# Work to be completed
Report each line in the records below that contains the string "practice".

# Data
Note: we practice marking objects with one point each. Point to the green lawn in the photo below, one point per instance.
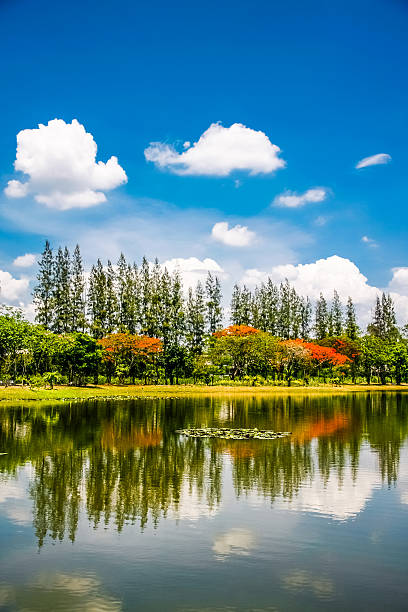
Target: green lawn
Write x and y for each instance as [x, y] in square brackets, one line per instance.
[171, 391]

--

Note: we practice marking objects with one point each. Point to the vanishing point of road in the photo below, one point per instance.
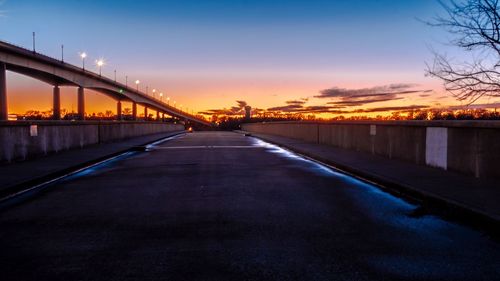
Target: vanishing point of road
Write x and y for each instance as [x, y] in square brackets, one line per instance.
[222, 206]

# Written response
Note: we practice marking objects with one point each. Point to the green lawn in the photo below, one point per instance.
Note: we practice marking objects with one point each. Point to the vanishing point of road in the photo below, one point per instance.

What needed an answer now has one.